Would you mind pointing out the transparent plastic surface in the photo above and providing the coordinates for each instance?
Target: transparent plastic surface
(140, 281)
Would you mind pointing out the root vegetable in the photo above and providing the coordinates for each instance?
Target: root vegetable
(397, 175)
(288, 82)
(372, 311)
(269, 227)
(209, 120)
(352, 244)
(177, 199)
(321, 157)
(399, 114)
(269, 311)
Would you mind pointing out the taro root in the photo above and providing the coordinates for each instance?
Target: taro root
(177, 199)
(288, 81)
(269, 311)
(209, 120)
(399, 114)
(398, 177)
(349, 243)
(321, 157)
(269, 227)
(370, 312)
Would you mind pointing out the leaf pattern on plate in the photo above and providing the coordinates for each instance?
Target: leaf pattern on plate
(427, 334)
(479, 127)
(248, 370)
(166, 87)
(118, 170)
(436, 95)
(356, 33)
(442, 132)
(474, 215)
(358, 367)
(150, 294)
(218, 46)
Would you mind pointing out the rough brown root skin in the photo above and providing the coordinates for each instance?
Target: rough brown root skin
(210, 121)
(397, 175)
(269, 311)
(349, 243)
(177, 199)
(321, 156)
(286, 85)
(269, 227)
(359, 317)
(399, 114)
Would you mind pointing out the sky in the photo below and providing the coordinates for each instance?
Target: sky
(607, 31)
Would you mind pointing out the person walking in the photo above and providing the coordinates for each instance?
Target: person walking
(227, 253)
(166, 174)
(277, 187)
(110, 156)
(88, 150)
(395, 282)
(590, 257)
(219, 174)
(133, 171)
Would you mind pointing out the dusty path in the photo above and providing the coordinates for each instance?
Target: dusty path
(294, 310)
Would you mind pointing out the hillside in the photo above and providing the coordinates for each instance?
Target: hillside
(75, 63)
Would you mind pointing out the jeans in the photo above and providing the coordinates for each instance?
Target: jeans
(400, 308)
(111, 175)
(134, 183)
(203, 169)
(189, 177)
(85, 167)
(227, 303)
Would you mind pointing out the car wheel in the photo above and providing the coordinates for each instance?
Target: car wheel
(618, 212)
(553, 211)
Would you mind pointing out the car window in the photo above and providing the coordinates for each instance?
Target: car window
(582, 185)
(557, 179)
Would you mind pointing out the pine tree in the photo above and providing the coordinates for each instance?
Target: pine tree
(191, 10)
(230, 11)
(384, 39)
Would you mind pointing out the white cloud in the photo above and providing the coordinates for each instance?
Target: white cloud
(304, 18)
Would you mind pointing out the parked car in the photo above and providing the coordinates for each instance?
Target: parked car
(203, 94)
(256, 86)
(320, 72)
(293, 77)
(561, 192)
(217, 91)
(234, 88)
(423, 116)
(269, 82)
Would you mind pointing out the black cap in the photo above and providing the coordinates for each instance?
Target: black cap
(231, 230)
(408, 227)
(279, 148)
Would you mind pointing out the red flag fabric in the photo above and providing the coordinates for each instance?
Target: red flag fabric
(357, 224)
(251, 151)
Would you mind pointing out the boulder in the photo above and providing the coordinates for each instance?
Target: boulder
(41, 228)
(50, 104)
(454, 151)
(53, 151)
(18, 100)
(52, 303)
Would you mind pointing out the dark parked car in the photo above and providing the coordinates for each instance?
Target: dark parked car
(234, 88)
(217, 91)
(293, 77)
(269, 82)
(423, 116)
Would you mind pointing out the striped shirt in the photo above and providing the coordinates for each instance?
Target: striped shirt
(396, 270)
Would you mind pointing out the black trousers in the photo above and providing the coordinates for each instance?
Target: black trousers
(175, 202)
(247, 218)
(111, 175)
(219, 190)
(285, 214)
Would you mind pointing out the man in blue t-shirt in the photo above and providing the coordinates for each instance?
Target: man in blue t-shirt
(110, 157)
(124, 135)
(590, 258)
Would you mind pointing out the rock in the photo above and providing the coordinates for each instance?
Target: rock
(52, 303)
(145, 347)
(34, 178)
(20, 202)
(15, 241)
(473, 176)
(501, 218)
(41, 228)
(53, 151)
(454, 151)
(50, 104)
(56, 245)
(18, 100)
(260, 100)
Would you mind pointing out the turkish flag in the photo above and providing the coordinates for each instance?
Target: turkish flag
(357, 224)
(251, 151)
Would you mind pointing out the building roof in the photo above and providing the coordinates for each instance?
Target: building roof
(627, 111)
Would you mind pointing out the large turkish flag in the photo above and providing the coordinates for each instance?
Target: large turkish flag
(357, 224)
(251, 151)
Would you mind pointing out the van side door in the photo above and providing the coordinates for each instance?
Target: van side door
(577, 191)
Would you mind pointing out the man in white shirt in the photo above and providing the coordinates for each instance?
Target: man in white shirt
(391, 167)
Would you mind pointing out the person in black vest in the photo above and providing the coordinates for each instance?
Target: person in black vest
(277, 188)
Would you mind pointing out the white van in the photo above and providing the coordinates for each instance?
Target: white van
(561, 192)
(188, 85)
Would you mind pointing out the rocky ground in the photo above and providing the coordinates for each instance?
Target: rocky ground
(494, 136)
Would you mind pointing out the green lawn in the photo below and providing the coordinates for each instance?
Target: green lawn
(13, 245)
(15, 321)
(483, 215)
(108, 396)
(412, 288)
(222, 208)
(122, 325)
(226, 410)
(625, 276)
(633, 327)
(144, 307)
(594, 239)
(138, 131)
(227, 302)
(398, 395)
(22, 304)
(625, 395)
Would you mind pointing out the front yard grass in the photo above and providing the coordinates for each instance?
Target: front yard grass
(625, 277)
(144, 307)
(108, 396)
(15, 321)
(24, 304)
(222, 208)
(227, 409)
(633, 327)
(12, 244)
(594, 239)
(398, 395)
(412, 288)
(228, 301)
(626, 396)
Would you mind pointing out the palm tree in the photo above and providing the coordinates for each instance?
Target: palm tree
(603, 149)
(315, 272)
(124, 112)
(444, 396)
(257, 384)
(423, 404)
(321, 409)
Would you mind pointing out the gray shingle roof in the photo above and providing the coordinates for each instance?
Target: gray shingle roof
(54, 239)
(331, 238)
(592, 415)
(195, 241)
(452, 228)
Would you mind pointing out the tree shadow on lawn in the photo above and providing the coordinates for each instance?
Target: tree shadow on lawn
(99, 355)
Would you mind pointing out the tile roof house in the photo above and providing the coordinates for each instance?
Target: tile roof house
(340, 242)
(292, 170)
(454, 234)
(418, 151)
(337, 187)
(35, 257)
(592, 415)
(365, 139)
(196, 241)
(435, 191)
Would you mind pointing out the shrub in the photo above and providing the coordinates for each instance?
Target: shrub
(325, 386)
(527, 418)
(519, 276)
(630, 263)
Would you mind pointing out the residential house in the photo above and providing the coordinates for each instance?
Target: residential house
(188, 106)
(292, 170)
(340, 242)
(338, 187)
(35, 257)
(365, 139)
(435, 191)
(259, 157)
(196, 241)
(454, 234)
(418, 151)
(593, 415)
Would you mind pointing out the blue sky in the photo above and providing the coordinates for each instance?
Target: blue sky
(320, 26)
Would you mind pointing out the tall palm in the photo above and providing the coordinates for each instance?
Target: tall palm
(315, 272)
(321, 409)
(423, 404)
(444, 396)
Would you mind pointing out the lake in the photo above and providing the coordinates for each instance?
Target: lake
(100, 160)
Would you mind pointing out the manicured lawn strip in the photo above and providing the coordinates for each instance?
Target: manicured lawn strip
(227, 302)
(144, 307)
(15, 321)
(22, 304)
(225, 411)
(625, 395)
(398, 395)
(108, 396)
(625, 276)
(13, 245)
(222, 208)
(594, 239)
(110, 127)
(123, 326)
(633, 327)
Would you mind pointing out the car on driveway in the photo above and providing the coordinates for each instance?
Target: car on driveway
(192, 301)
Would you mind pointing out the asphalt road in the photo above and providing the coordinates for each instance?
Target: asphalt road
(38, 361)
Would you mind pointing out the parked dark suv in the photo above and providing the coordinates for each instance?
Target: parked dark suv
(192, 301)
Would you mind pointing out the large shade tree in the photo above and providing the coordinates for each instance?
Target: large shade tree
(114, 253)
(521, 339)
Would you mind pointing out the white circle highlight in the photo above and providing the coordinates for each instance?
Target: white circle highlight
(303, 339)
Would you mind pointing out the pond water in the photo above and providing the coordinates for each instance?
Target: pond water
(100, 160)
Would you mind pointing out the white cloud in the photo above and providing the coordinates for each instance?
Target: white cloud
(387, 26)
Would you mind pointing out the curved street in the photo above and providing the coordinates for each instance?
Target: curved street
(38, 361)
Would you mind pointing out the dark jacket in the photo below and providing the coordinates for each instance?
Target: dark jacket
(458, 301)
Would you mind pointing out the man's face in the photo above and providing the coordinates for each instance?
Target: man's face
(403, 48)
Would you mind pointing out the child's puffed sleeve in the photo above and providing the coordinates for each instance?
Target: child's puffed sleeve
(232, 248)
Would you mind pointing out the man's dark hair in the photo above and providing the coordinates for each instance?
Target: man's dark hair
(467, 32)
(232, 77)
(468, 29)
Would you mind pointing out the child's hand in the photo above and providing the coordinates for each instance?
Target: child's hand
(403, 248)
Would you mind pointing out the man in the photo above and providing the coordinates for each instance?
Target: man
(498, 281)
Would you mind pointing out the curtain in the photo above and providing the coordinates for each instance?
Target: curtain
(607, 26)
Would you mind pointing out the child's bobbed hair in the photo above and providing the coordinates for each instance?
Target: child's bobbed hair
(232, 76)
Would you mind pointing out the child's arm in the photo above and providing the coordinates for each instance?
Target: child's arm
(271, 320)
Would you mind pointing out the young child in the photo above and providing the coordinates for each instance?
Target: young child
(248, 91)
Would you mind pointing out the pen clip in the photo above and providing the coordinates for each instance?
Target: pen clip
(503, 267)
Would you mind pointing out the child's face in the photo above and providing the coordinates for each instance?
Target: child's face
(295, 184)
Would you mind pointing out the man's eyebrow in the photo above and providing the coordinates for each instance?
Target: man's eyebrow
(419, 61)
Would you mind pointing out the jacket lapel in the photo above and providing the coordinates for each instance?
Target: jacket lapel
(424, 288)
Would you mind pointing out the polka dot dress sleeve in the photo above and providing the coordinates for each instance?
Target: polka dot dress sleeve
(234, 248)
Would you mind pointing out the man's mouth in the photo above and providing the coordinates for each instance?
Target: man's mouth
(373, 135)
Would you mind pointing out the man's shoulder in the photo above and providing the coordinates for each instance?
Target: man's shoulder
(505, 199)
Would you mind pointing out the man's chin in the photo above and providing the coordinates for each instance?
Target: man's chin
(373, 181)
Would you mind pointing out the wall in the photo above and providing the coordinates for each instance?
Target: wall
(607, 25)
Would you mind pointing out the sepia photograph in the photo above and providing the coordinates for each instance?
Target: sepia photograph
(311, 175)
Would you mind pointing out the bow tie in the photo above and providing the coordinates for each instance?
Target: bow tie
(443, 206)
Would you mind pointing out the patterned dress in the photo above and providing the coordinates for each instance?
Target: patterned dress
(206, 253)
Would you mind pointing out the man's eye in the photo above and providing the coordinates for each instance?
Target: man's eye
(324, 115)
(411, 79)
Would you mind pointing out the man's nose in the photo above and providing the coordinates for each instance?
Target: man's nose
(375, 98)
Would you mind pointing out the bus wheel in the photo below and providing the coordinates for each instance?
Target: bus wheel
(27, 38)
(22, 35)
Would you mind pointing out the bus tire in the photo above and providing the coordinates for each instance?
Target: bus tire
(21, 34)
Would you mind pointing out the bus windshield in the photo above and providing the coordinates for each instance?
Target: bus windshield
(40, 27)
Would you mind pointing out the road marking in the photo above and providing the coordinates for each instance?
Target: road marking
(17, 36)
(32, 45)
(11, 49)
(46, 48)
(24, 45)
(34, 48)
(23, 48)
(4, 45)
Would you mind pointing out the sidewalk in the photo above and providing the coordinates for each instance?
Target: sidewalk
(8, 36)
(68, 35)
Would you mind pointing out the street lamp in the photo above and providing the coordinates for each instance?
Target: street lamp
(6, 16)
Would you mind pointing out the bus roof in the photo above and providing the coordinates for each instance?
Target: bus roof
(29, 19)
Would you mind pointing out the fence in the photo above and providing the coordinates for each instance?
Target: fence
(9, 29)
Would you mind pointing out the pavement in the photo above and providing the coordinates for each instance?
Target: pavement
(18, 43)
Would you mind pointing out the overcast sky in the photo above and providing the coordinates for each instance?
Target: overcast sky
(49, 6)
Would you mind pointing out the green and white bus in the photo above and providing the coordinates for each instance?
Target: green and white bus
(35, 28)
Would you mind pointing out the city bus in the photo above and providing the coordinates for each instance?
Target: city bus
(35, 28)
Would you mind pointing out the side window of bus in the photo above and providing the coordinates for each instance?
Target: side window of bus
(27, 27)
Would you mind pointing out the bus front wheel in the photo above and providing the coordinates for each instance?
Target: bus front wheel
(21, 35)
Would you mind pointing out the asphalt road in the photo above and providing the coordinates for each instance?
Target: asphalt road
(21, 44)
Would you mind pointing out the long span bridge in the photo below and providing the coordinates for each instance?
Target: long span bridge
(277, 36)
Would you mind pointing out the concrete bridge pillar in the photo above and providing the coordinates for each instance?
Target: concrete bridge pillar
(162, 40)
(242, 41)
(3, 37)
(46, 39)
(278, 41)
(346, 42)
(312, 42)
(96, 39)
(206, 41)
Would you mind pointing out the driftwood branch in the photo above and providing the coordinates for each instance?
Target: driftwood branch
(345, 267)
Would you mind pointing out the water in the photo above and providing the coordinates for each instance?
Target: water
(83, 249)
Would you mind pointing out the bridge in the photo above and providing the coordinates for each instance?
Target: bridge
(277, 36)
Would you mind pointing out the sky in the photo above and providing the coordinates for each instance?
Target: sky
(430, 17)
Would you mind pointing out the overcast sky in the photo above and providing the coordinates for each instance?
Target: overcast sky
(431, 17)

◆ ◆ ◆ ◆ ◆

WORK ITEM: Where the line holding "Target: blue sky" appears in the listing above, start reproducing exactly, and end with the line holding "Would you mind pointing out the dark jacket".

RESULT FOR THIS EXERCISE:
Target: blue sky
(320, 26)
Would you mind pointing out the tall palm in the photo above and providing the coordinates for each instance?
Target: tall palm
(315, 272)
(321, 409)
(423, 404)
(444, 396)
Would you mind pointing out the lake in the photo above and providing the coordinates for each instance?
Target: lake
(100, 160)
Would you mind pointing out the manicured lawn strip in the photo above and providing the coordinates for each instance?
Target: manicured lawn strip
(227, 302)
(144, 307)
(15, 321)
(22, 304)
(225, 411)
(625, 395)
(398, 395)
(108, 396)
(625, 276)
(13, 245)
(222, 208)
(594, 239)
(110, 127)
(123, 326)
(633, 327)
Would you mind pointing out the car on driveway in the photo above and providing the coordinates for each instance?
Target: car on driveway
(192, 301)
Would you mind pointing out the asphalt road in the photo above and providing the coordinates for each instance?
Target: asphalt road
(38, 361)
Would you mind pointing out the parked dark suv in the photo above and providing the coordinates for each instance?
Target: parked dark suv
(192, 301)
Would you mind pointing out the large shade tree in the photo above and providing the coordinates for each instance?
Target: large shade tree
(114, 253)
(521, 339)
Would you mind pointing out the white circle highlight in the photo above and providing the coordinates for each instance?
Target: white circle highlight
(303, 339)
Would you mind pointing out the pond water in the photo above and providing the coordinates for each instance?
Target: pond water
(100, 160)
Would you mind pointing out the white cloud in the photo above and providing the coordinates for each instance?
Target: white cloud
(387, 26)
Would you mind pointing out the curved street in the photo above and providing the coordinates for each instance?
Target: curved street
(38, 361)
Would you mind pointing out the dark jacket in the photo below and providing the coordinates for each instance?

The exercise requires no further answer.